▶ Stated problem:
Copy the line with "Rules: place one point on every instance of the yellow" and all lines following it through the last line of the entries, exactly as written.

▶ Excerpted records:
------------------------------------------------------------

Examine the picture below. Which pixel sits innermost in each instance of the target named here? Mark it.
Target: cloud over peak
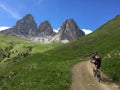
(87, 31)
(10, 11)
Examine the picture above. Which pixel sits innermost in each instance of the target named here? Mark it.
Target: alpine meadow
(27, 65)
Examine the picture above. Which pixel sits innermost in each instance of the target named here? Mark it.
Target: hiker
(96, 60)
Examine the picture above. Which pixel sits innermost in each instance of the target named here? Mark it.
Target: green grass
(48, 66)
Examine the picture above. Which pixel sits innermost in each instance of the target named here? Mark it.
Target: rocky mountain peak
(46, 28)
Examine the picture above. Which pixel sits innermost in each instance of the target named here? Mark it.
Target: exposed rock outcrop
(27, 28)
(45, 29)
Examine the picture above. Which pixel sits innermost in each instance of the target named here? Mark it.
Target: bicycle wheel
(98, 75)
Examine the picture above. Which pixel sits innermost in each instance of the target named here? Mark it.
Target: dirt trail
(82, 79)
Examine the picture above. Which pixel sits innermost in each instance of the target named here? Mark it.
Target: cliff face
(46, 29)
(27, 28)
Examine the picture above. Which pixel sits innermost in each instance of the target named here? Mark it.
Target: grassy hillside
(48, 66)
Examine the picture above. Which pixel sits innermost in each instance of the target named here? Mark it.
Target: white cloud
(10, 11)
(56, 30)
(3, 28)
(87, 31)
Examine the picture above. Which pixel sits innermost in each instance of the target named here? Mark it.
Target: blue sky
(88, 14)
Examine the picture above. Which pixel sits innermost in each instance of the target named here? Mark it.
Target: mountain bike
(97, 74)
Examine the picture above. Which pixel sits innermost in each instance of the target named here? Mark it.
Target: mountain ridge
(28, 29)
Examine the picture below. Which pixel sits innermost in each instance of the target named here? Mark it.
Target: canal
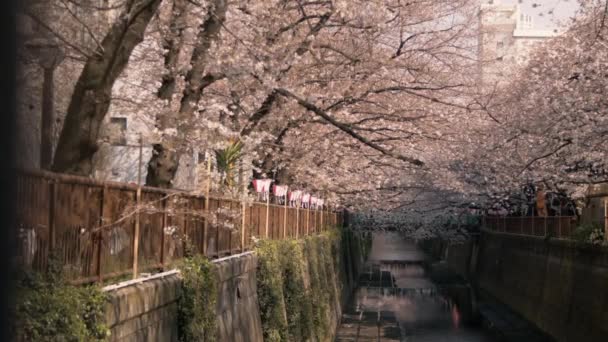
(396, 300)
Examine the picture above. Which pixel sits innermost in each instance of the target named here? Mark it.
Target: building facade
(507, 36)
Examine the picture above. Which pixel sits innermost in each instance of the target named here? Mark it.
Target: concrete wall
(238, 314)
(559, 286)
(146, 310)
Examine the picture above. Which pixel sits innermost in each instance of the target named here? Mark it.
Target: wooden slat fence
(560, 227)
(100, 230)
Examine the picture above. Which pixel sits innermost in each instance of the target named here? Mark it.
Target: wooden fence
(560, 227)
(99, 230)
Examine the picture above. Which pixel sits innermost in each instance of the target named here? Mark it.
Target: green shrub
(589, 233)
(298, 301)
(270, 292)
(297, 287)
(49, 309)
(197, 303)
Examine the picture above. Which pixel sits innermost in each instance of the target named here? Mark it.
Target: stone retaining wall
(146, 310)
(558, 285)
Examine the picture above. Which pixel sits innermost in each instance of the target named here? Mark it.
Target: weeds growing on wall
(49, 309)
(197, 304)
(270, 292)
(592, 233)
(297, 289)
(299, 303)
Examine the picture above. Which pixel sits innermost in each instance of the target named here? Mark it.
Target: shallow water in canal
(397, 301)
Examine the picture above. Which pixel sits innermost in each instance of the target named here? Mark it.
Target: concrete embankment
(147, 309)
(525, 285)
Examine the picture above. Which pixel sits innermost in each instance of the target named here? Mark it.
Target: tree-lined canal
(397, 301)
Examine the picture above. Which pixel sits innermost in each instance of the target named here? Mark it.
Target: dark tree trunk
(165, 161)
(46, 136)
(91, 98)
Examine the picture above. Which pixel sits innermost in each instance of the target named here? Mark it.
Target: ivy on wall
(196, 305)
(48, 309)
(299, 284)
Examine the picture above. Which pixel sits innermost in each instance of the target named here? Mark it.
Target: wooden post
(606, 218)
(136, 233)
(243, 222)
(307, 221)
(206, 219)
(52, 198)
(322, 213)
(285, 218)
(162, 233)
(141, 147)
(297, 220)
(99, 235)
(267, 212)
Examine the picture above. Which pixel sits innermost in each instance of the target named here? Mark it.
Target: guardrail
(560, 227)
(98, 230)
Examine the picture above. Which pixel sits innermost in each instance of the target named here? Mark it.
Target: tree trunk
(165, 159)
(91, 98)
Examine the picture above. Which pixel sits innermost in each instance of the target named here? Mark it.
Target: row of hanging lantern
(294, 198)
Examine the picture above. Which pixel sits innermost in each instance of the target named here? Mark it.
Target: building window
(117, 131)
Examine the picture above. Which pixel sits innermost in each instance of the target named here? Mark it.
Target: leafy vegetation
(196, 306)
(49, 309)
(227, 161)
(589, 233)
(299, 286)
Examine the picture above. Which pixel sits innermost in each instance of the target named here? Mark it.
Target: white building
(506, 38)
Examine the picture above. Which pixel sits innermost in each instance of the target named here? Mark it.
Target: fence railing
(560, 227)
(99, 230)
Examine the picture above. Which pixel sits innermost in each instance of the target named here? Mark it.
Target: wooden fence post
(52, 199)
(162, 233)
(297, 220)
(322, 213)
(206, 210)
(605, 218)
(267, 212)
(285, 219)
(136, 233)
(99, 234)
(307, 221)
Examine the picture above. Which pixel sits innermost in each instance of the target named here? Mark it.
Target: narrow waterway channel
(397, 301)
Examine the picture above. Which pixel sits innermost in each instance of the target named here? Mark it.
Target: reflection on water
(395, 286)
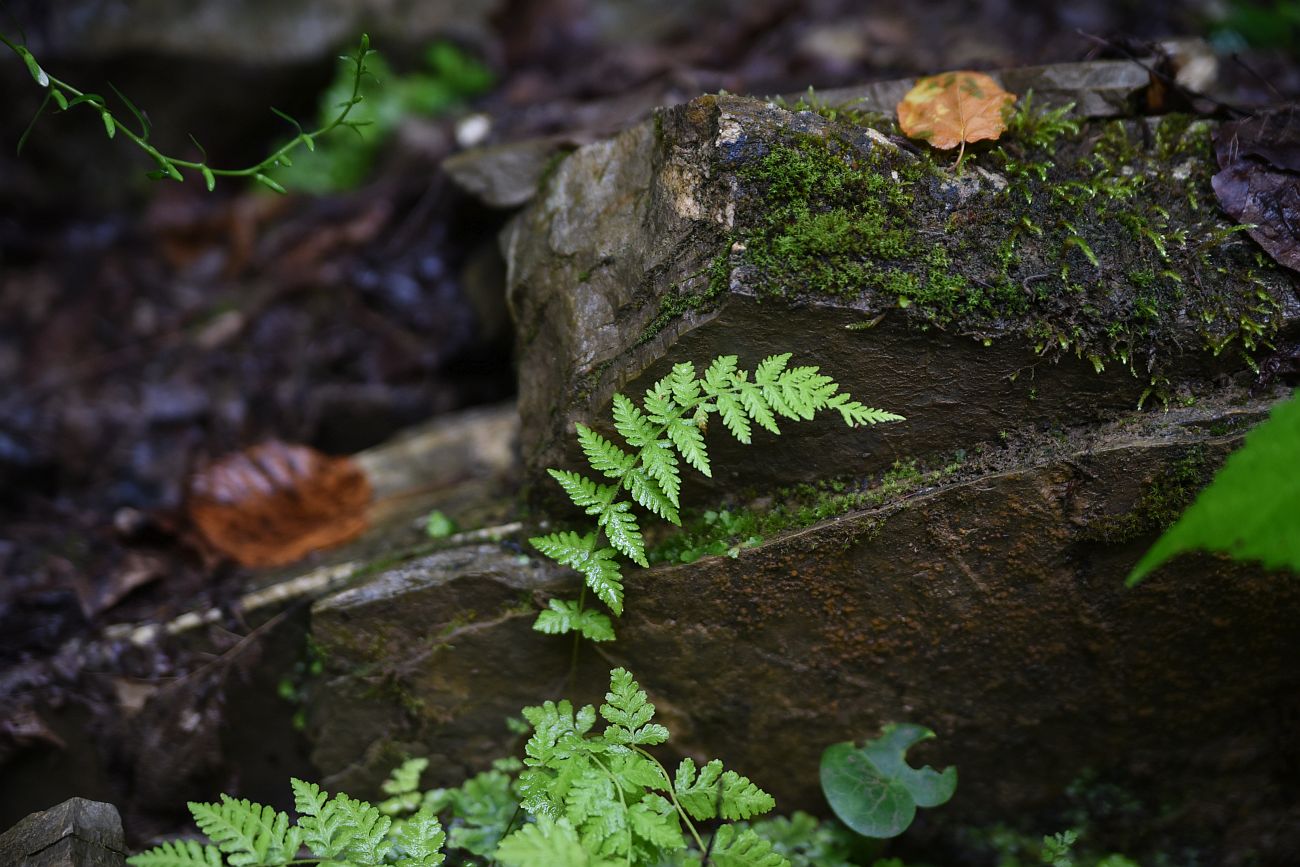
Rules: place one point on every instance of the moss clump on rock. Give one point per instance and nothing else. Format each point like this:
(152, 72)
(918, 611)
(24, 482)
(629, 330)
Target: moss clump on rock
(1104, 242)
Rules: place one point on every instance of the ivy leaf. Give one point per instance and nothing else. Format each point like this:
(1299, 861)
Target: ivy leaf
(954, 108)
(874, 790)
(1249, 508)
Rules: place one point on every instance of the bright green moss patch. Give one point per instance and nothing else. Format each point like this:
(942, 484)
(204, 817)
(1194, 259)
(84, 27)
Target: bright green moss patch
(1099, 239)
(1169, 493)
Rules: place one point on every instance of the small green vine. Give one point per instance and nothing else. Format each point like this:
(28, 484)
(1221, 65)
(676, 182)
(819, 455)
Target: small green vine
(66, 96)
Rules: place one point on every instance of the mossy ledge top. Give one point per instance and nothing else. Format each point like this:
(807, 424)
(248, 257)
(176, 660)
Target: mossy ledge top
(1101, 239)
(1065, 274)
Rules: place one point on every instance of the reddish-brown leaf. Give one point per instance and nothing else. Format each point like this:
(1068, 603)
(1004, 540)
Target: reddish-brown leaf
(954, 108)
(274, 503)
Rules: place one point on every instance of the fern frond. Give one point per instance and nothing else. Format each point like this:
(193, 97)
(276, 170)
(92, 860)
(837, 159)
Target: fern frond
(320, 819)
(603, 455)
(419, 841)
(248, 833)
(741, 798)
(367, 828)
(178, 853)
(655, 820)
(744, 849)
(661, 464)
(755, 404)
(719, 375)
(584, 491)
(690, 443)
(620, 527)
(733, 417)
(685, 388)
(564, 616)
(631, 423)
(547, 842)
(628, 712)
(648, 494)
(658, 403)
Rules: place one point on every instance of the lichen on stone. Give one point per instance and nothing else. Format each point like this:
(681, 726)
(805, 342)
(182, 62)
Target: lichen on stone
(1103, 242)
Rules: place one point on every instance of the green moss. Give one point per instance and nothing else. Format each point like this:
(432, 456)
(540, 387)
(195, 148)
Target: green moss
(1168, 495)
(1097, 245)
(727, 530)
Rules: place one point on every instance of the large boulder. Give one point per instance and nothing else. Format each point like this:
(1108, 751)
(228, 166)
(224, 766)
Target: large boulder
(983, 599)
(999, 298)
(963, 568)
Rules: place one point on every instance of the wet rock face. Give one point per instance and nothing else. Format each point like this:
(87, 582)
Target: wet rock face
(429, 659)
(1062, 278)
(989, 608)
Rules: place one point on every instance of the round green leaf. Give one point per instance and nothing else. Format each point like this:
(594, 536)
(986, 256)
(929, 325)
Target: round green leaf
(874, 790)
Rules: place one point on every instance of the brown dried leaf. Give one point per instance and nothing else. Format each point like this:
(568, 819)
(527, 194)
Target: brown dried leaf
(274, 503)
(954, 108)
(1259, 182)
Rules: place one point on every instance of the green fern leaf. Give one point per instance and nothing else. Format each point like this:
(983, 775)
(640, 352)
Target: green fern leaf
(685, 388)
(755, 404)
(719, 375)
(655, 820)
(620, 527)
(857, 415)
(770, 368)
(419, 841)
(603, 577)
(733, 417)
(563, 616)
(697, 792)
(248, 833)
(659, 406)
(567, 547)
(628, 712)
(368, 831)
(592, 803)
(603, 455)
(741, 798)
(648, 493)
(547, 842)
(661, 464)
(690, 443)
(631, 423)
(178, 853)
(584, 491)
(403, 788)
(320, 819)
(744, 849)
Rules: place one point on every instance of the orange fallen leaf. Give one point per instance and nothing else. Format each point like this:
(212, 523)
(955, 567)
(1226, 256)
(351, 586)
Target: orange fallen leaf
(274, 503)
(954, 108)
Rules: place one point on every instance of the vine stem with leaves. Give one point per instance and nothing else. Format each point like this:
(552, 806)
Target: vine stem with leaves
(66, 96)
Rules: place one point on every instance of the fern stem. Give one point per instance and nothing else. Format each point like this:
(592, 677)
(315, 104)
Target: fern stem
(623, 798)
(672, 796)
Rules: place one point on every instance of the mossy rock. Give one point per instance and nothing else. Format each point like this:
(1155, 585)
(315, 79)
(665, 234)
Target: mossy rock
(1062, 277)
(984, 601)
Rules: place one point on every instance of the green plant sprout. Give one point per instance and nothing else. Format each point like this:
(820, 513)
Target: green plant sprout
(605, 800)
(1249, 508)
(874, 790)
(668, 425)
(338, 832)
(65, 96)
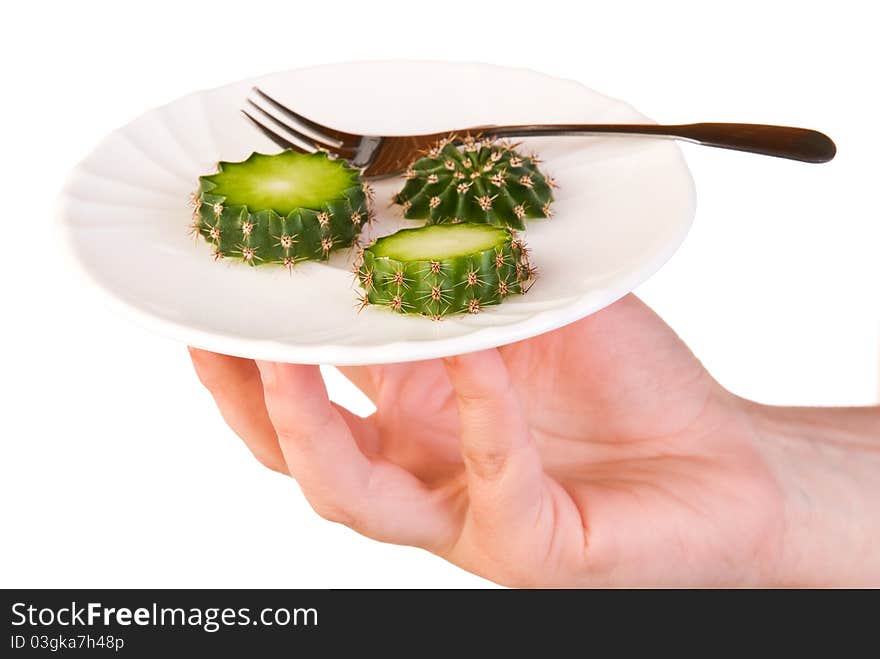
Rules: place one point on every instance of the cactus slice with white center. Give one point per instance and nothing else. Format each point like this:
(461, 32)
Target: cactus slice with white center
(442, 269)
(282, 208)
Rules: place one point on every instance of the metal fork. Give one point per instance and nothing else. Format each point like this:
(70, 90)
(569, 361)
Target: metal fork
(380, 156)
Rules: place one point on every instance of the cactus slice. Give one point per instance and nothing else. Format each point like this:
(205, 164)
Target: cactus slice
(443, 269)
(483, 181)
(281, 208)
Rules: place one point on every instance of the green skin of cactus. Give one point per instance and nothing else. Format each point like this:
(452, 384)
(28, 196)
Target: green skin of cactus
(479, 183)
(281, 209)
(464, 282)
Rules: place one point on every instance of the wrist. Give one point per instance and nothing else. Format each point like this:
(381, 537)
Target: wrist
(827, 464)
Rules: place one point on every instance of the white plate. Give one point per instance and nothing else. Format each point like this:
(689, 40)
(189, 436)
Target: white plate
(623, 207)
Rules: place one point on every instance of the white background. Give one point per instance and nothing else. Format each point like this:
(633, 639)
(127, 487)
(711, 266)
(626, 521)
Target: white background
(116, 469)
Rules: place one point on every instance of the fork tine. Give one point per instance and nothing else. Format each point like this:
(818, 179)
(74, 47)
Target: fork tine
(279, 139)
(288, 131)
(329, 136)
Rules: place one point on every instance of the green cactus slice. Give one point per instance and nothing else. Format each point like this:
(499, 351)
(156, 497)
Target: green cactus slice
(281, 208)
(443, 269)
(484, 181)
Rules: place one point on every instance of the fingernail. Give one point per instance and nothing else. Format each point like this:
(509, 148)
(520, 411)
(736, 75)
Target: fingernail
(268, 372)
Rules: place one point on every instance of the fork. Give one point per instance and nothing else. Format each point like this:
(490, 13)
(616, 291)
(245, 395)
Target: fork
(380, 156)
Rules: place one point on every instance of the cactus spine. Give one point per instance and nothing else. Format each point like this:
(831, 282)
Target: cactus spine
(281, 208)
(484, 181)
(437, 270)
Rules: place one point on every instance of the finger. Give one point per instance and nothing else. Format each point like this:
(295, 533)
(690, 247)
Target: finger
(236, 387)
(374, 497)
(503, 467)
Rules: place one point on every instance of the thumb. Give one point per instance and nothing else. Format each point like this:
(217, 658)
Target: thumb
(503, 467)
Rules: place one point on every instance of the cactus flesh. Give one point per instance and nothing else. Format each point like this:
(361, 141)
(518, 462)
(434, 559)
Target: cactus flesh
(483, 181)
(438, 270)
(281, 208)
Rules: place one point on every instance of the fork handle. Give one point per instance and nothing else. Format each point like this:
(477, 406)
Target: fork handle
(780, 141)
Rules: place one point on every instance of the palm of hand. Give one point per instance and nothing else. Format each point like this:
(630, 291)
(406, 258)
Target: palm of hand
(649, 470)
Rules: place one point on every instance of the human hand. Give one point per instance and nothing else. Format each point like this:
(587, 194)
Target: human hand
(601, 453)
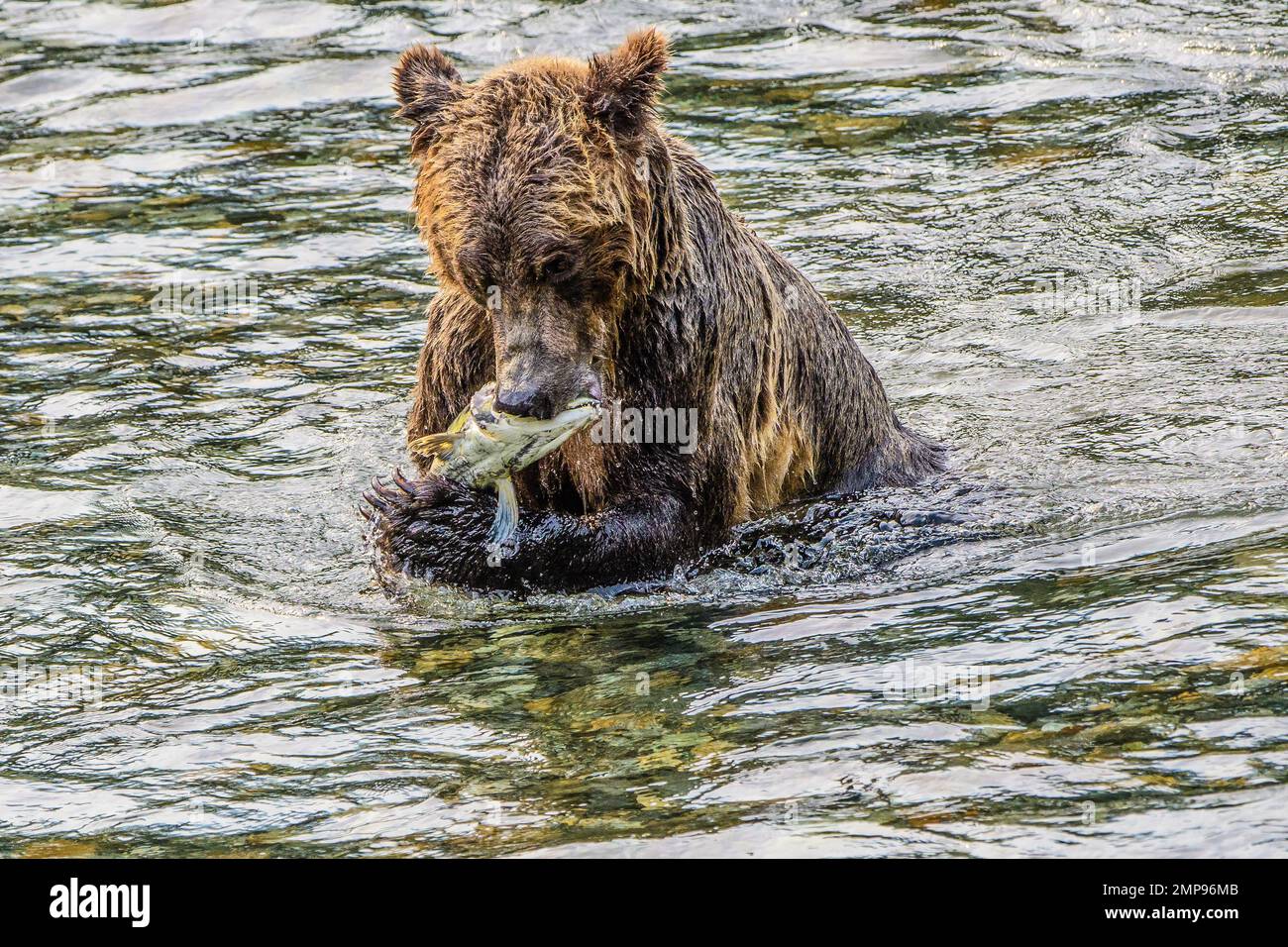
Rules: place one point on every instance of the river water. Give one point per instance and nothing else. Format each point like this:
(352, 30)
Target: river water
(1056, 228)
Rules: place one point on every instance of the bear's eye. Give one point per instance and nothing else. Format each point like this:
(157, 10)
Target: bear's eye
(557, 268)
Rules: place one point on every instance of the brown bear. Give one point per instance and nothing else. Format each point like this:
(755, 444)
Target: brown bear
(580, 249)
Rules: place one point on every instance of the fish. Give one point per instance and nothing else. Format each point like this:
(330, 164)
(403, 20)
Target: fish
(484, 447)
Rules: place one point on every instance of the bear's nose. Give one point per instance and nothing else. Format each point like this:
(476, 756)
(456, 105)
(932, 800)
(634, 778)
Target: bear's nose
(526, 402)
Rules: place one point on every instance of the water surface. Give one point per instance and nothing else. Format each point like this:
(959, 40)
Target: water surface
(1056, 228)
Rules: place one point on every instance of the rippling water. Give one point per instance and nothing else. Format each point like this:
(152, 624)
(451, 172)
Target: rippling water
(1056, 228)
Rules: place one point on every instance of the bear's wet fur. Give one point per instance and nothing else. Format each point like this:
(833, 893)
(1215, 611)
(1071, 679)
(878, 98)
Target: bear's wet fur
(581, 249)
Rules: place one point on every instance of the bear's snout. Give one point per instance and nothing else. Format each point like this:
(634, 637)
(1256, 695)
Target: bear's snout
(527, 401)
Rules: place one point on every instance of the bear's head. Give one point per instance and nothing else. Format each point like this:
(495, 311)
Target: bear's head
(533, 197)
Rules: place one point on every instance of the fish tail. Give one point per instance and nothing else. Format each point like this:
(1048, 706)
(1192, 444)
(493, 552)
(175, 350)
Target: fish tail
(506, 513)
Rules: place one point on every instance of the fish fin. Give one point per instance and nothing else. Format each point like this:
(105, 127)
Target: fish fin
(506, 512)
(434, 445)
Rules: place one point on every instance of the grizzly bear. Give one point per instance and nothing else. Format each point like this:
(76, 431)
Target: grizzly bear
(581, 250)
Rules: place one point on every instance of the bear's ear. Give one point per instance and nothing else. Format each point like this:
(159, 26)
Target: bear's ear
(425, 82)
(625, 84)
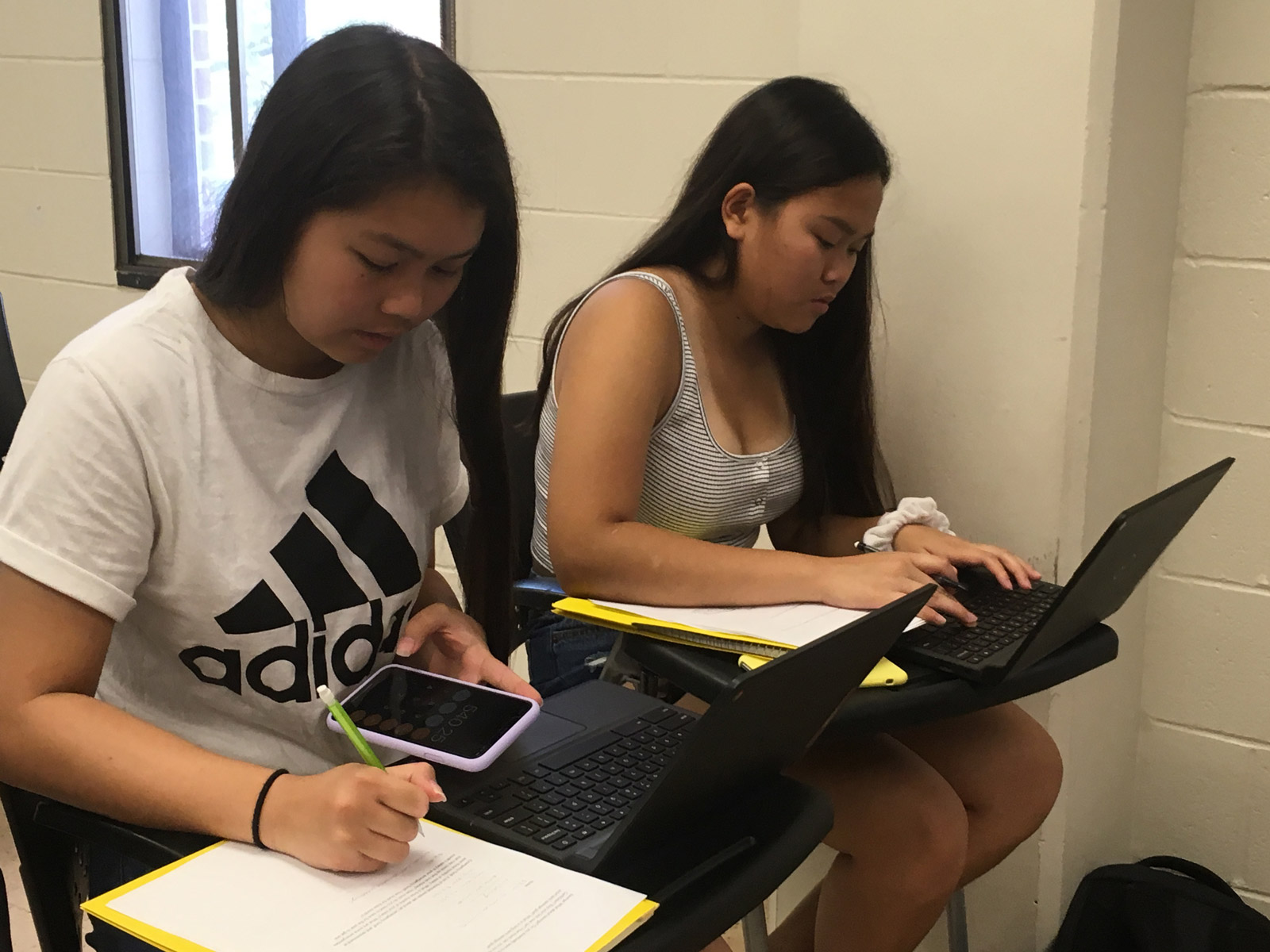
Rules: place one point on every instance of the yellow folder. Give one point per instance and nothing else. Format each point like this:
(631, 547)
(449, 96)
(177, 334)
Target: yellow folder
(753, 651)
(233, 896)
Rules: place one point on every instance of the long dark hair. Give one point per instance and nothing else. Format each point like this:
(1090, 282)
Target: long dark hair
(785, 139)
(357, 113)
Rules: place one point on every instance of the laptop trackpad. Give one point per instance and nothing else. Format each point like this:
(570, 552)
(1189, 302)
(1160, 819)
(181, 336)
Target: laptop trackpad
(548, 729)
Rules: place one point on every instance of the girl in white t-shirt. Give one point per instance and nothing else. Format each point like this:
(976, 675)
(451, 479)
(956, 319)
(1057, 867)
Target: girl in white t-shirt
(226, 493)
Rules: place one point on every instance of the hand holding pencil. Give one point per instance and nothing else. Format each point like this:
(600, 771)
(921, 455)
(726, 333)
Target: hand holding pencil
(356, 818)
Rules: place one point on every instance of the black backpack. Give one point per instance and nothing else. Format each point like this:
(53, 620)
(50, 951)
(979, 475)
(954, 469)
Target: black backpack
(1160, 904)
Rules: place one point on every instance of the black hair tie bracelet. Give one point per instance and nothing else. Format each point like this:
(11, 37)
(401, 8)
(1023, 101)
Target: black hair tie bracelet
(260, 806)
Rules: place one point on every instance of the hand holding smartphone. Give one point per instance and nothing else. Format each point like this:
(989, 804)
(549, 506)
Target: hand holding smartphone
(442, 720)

------------------------------------------------------------

▶ Answer below:
Rules: place one point on every instance of the yellow folder. Give one point per instance and nothing else. Format each point like this:
(631, 547)
(449, 96)
(177, 334)
Target: yellow folder
(753, 651)
(233, 896)
Rules: place one point on every instance of the long dark hair. Give one point per instance and nothing else. Format each point like this:
(1090, 282)
Target: long dark hair
(785, 139)
(357, 113)
Rules: place one point on every instance of the laptop trackpad. Give one point per instance and nothing else. Format each point like this:
(570, 552)
(1189, 302)
(1160, 819)
(181, 336)
Target: laptop trackpad
(548, 729)
Rules: place one point on every instance of the girl in white t-shirt. Give one point per instance and nothing else. Format each point like this:
(976, 675)
(451, 479)
(956, 319)
(1057, 867)
Target: girl in white t-shirt
(226, 493)
Rules: place one point on every instance of the hand holding pencil. Give one point per instance and nothing else. Format each point like this:
(600, 771)
(921, 455)
(726, 333)
Target: hand holding pencil
(356, 818)
Rules: place one point on every instance of the black backpack. Give one point per instance and nothing else. Format each point like this:
(53, 620)
(50, 951)
(979, 475)
(954, 469)
Target: black backpack
(1160, 904)
Rules: place one point on every instance of the black hair tie bracelet. Give one point per instance and nothing else. Format each point like this:
(11, 37)
(401, 8)
(1023, 101)
Target: black hair tie bracelet
(260, 806)
Rules: place one point on every instance of the hand holding smartphone. Give one point per instance and nothing else. Format each point like this:
(989, 804)
(549, 506)
Target: hand holding smartphone
(442, 720)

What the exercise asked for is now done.